** Activity **
Among the records below, find each line that includes the string "bounding" and copy it.

** Data supplied **
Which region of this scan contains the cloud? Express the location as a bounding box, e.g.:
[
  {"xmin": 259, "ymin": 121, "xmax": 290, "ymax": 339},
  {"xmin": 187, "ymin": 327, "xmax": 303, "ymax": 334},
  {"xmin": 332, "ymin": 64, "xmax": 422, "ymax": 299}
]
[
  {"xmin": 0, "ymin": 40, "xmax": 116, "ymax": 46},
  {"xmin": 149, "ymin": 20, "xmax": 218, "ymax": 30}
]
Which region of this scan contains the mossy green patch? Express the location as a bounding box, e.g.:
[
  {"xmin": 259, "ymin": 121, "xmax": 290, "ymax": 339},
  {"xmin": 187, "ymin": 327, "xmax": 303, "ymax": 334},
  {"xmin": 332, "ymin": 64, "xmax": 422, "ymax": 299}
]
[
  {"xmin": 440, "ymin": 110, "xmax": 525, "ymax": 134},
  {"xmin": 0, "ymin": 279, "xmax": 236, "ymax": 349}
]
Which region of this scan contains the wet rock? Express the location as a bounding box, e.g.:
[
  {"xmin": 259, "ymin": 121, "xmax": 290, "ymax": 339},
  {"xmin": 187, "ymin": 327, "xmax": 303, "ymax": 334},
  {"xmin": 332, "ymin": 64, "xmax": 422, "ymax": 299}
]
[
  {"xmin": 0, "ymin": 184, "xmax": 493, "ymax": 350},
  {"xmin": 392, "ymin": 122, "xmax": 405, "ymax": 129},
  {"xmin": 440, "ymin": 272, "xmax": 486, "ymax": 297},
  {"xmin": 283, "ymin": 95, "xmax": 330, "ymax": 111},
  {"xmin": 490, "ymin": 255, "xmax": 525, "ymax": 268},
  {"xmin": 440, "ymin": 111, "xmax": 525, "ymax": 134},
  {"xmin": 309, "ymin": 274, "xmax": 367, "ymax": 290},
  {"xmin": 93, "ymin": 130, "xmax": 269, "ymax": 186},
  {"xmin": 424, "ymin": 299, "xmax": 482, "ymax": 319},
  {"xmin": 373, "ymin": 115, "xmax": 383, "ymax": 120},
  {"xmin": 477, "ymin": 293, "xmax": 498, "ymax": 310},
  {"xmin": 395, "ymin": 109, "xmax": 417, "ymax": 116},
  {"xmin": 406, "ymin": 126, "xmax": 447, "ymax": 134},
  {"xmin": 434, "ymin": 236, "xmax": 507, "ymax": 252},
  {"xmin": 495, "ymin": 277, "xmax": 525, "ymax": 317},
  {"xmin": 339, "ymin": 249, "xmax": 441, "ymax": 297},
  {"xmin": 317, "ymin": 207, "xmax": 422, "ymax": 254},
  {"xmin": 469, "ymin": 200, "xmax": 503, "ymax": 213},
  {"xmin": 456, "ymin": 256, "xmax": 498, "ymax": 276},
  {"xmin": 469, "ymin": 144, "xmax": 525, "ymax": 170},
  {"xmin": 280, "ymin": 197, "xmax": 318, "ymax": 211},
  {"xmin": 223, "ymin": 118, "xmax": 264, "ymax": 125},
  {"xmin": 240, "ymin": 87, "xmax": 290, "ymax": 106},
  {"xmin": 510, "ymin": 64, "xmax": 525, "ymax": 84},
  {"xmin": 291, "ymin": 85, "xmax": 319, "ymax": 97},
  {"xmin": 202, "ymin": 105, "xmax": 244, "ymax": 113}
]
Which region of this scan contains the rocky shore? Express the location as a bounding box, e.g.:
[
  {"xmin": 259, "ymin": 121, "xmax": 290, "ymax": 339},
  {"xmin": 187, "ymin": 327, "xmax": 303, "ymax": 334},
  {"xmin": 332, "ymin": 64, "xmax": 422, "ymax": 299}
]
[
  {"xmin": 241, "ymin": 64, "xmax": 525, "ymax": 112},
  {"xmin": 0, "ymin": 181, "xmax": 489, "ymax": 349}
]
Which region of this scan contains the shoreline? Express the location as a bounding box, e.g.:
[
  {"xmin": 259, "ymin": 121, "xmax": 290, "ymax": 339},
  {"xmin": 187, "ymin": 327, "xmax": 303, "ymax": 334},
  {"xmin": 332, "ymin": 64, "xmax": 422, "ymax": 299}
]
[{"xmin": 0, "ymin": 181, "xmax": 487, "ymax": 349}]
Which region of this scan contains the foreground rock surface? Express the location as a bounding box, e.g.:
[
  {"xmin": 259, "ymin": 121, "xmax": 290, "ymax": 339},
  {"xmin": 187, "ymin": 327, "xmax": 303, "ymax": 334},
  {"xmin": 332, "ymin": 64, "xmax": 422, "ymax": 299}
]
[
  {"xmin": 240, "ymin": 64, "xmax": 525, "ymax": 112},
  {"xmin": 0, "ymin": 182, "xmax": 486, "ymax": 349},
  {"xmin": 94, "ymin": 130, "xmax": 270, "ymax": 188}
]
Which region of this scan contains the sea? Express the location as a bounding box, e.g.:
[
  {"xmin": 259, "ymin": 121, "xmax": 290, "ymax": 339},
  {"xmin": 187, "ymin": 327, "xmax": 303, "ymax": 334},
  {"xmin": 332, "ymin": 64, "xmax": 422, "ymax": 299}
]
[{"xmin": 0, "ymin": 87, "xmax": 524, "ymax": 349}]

** Output below **
Which region of this scan contains the cloud? Express the location as a bounding box, e.g.:
Which region of this scan contains the mossy green patch? Express the location as a bounding box, e.g.:
Which region of this scan contains the wet rock? Express the location as a bounding box, e.g.:
Which region of this scan contains the rocky shore? Express the location as a bounding box, e.g.:
Which region of this scan contains the shoreline? Express the location as a bounding box, e.g.:
Which region of this scan contains the foreground rock surface? Express the location as a bounding box, e.g.:
Which region of this scan contains the sea? Express the location as a bounding box, e.g.:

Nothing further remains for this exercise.